TASK TO COMPLETE
Images do not belong in the copy; retype the rest of the entries below exactly.

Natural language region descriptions
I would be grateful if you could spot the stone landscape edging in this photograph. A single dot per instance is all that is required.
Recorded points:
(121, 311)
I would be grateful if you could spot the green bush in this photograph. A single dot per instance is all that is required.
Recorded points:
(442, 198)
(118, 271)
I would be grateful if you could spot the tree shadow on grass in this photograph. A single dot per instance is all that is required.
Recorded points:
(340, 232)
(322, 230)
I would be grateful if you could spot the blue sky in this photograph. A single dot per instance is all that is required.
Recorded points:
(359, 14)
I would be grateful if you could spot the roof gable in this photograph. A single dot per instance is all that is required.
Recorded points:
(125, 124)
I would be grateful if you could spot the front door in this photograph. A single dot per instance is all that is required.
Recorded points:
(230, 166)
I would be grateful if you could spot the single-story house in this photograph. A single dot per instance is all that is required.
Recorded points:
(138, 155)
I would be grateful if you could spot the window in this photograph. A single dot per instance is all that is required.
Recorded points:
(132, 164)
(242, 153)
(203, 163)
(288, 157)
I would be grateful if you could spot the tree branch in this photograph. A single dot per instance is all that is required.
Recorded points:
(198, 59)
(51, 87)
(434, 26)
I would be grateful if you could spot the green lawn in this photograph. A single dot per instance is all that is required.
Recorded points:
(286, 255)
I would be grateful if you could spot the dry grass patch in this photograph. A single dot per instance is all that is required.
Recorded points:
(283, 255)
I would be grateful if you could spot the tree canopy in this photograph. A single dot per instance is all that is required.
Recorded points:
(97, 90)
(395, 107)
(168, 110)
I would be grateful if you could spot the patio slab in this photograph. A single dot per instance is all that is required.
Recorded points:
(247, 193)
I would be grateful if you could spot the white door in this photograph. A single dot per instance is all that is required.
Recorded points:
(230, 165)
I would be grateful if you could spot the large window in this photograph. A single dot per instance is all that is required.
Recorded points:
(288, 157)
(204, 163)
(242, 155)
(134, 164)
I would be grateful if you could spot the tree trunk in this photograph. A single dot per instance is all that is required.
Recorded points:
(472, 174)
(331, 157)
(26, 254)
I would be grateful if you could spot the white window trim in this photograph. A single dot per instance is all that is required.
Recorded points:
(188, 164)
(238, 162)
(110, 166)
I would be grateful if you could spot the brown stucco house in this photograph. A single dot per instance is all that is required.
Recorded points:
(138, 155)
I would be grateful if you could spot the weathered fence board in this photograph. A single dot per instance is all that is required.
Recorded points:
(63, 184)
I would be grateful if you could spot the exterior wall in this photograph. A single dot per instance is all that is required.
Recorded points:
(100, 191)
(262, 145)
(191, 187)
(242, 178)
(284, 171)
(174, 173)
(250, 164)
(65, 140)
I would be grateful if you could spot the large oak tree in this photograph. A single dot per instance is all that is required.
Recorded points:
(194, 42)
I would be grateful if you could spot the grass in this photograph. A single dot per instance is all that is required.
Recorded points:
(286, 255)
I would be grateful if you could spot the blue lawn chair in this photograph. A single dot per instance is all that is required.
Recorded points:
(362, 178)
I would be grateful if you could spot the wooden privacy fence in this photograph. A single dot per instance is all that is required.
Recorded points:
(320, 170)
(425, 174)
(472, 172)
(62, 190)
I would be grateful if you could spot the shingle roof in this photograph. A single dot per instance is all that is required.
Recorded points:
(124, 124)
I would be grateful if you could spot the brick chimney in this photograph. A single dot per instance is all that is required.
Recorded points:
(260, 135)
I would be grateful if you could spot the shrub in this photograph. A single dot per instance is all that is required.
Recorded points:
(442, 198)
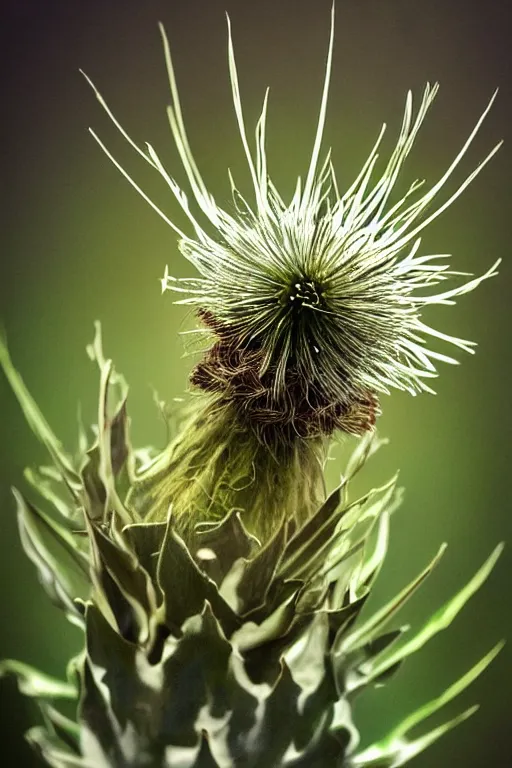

REPLY TO THE EXERCISE
I would be grateful if you could spot the stone landscape edging in this photograph. A single dot per instance is all that is required.
Recorded points:
(121, 311)
I would be grateful if you could spot the green bush in this photograph. A single dot per instance is all that is required.
Recorded points:
(442, 198)
(118, 271)
I would be grateful if you could spot the tree shadow on grass in this photograph. A single dot per instance is all that is required.
Recorded points:
(340, 232)
(322, 230)
I would be grateful if you could spot the blue sky in this photograph. A single dot per instance is all that is required.
Recorded points:
(359, 14)
I would be grateful if you could spot the roof gable in this photograph. A single dot per instance is all that is required.
Recorded points:
(125, 124)
I would be grateful if you could spot the front door in this photograph. A single dot per instance is all that is required.
Recorded points:
(230, 166)
I would be grateful if you could spot the single-story house in this photograph. A single dot per instance is all that is required.
Recorded points:
(138, 155)
I would be grateful if you could spot the window in this photograph. A single dot per instance is all that is required.
Recorded points:
(132, 164)
(242, 153)
(203, 163)
(288, 157)
I would be grateful if you could spot the tree branch in this photograph. A single dot per instance is all that is required.
Recorded points:
(198, 59)
(51, 87)
(434, 26)
I would be grateful if you could spot the green lawn in this photograph. A single dot per instance is all that is required.
Recorded points:
(286, 255)
I would be grateful if you could spot the dry grass patch in this photograph. A single dot per instance is all that is required.
Recorded points:
(283, 255)
I would be grateful if you could spot the tree canopy in this photograph. A single dot per instance is all that is required.
Recorded points:
(97, 90)
(395, 107)
(168, 110)
I would be grateful if you could spot the patio slab in this photograph. A single dot per instance is all that is required.
Recorded points:
(247, 193)
I would be grateful if you could spot the white door in this photograph. A single dot per instance is all that is required.
Recorded points:
(230, 165)
I would be grateful if you could spot the large window in this photograph. A single dot per instance is all that is required.
Recorded points:
(288, 157)
(204, 163)
(242, 155)
(134, 164)
I would be grateful if you could spot the tree trunk in this photograph. A single dot per instance is all that is required.
Recorded points:
(472, 174)
(331, 157)
(26, 254)
I would be grateful if you could spot the white window trim in this photograph. A single dot per instance is all that is required.
Recorded points:
(188, 164)
(238, 162)
(110, 166)
I would be grateful if you could spot the brown stucco house in this photograph. A single dot per instance is all that is required.
Recorded points:
(138, 155)
I would be grateful if you could spot the weathered fence board in this photograph. A single dot per instance is all that is required.
Recorded points:
(63, 184)
I would be grateful if you could spot the exterior wall in this photograph. A single dot per instance is all that is required.
Recorded points:
(100, 191)
(262, 145)
(191, 187)
(242, 178)
(284, 171)
(174, 173)
(250, 164)
(65, 140)
I would be grateful if you could spot the large oak tree in this photograph. A single dot per instance is all that is required.
Recorded points:
(194, 42)
I would be grateful if you could spot the grass in this photograph. A single dot per instance is all that is required.
Recorded points:
(286, 255)
I would be grateful if you could spot the blue lawn chair in this photograph. A single dot per instance is all that is required.
Recorded points:
(362, 178)
I would be grateful if you could spot the wooden privacy fence in this photograph. A single dot per instance is all that is required.
Recorded points:
(320, 170)
(425, 174)
(472, 172)
(62, 190)
I would be grateful if you could spot the shingle roof in this photograph. A single dot per instance is all that is required.
Recorded points:
(124, 124)
I would be grateful if you could spot the brick chimney in this photograph. A single dot per instance is all that is required.
Recorded points:
(260, 135)
I would be grateful if you could spot the shrub in this photograph. A single dot per instance is all that is required.
Recorded points:
(442, 198)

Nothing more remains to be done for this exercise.